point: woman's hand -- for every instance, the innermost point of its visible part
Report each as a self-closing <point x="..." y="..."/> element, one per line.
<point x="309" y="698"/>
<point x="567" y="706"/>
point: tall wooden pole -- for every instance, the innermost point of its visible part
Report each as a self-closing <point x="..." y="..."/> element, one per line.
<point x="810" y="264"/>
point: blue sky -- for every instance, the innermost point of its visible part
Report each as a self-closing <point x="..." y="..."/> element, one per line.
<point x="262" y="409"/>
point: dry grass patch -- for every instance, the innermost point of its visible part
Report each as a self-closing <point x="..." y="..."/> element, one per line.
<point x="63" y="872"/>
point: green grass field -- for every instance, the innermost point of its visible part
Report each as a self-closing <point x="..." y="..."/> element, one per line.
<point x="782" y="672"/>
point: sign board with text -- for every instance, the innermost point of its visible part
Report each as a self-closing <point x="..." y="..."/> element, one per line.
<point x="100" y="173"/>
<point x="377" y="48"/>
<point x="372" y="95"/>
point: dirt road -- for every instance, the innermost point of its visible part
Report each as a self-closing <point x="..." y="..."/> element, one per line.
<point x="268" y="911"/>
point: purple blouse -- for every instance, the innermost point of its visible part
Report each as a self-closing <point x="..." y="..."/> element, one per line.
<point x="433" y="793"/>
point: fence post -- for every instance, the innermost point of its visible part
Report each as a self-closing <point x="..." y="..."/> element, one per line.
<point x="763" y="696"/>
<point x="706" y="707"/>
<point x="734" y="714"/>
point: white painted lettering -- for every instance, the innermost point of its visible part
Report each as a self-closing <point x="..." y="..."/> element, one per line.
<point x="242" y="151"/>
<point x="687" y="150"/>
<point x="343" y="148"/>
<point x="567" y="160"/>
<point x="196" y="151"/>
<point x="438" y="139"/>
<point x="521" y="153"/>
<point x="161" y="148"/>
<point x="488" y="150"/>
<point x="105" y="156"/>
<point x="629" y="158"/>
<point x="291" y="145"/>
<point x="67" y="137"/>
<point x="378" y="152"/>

» **EXERCISE PROMPT**
Show every line above in which the word "grass" appears.

» **TASK ANSWER**
point: dry grass patch -- for every instance, the innermost point of its visible part
point: green grass field -- for every instance, the innermost point of its visible part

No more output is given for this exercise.